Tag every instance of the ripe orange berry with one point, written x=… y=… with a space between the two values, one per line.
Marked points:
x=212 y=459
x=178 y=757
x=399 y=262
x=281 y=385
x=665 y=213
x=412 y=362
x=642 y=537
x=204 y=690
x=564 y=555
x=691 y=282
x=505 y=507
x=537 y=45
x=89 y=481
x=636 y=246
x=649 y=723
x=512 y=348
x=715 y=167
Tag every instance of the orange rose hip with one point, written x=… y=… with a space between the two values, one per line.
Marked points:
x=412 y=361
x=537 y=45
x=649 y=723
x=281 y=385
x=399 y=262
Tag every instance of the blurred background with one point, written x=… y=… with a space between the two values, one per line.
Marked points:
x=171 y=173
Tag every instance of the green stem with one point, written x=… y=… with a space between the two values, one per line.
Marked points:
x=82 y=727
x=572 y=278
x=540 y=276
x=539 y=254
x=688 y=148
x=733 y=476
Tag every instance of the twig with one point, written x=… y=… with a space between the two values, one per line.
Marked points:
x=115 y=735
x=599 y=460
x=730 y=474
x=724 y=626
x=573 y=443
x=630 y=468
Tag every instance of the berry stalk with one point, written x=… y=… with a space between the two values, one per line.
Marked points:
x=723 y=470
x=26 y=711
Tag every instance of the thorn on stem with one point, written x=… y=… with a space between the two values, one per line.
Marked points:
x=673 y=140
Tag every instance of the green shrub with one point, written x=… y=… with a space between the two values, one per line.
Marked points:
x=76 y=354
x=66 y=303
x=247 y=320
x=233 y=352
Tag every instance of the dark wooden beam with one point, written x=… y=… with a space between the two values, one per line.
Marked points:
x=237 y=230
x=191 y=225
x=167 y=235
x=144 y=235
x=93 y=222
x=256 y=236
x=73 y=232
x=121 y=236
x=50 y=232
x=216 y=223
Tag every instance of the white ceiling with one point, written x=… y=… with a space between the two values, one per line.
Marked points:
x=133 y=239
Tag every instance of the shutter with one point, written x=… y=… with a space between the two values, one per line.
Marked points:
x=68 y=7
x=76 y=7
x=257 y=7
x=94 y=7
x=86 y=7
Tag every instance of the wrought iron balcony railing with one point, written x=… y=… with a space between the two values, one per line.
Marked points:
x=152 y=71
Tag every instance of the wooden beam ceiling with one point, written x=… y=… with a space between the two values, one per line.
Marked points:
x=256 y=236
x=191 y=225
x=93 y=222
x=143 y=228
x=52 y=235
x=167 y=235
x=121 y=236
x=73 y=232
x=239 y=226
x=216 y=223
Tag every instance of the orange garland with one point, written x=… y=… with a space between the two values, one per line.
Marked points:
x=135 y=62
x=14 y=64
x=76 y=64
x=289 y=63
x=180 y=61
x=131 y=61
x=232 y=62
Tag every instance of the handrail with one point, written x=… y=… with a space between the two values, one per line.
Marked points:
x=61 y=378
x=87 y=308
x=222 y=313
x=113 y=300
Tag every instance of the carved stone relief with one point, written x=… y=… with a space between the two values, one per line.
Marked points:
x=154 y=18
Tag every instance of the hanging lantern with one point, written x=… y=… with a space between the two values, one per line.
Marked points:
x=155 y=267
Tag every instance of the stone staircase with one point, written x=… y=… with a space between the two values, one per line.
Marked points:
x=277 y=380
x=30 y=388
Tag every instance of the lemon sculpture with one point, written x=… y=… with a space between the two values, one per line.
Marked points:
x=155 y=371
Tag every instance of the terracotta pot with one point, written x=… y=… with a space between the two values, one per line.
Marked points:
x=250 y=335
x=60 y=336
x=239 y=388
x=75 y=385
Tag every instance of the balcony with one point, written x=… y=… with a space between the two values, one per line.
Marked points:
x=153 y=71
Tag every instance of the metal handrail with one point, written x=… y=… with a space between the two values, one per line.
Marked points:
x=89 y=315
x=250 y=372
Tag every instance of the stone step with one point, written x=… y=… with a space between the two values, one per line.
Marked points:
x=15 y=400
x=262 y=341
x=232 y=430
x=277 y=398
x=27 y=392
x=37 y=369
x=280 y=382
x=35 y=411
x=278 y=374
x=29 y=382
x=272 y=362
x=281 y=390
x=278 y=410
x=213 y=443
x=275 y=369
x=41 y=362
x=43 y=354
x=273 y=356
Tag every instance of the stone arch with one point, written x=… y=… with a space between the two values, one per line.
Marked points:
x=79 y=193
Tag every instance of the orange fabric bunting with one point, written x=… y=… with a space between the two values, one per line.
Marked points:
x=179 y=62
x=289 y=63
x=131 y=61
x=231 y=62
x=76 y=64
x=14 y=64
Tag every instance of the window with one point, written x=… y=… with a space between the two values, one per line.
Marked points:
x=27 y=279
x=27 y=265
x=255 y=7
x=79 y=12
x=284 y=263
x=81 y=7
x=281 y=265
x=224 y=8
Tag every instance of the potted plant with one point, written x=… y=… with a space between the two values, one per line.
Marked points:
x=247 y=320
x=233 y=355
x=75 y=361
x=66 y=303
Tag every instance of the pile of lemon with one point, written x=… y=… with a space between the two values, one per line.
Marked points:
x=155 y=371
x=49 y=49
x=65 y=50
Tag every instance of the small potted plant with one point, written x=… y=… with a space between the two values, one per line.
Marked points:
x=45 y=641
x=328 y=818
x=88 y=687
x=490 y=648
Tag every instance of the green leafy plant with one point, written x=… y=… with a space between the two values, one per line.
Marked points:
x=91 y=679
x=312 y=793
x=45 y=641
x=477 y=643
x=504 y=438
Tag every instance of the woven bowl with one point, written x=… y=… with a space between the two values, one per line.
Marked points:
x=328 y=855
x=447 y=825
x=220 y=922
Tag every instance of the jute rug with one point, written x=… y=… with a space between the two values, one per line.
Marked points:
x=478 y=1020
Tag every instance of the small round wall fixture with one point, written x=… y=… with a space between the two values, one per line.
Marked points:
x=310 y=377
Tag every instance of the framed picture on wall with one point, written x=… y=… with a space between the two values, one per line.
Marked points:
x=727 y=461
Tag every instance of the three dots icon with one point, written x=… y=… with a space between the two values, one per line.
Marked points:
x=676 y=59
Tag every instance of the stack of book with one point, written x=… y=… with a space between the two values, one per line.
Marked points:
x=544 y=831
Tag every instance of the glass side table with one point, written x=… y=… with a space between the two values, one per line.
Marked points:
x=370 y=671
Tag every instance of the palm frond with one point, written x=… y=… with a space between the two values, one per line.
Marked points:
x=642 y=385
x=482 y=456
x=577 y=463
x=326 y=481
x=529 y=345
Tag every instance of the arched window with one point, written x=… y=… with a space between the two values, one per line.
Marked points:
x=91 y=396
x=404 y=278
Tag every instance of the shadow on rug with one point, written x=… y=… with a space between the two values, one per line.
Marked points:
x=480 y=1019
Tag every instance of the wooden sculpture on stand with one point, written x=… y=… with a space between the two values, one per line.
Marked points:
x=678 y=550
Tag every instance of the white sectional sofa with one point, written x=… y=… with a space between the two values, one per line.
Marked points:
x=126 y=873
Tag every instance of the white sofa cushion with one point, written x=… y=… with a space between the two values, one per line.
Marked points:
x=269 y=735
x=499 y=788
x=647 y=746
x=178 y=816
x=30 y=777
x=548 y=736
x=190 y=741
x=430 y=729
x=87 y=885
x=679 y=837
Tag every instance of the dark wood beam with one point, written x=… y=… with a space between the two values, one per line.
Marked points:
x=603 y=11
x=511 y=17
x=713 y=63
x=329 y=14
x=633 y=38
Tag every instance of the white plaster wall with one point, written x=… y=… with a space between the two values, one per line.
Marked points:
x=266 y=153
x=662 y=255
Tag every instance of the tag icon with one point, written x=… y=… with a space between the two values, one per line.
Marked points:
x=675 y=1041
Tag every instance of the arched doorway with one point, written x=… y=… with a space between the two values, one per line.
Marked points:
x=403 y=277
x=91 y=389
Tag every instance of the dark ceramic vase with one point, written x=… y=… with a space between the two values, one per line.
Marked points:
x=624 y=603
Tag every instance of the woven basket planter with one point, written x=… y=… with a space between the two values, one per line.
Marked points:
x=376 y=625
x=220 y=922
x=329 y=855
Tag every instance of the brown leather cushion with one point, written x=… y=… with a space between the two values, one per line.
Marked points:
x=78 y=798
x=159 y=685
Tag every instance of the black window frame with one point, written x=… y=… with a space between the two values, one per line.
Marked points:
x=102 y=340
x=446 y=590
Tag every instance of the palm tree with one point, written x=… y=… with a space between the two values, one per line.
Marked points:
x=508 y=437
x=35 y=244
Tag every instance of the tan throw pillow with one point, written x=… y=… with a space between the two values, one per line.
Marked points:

━━━━

PROBLEM TO WORK ON -
Reproduce the records above exactly, starting with the line that contains "Tag every instance of the dark ceramic" and ending with the last line.

WRITTEN SOLUTION -
Tag every instance of the dark ceramic vase with one point, written x=… y=… with a space between the two values, one per line.
Marked points:
x=624 y=603
Tag every instance of the woven basket planter with one point, written x=… y=… with a space between the two values, one per line.
Marked points:
x=376 y=625
x=220 y=922
x=329 y=855
Tag every instance of the brown leather cushion with one point, written x=… y=… with a space between the two values, one per line.
Marked points:
x=78 y=798
x=159 y=685
Tag every instance of the black window frame with one point, written x=… y=… with a space between the two values, one per line.
Marked points:
x=102 y=340
x=446 y=590
Tag every instance of the palm tree with one point, written x=… y=… with a space between the two values, one per line.
Marked points:
x=508 y=437
x=35 y=244
Tag every instance of the tan throw pillow with one point, written x=… y=… with a space between the two values, one per line.
Marked points:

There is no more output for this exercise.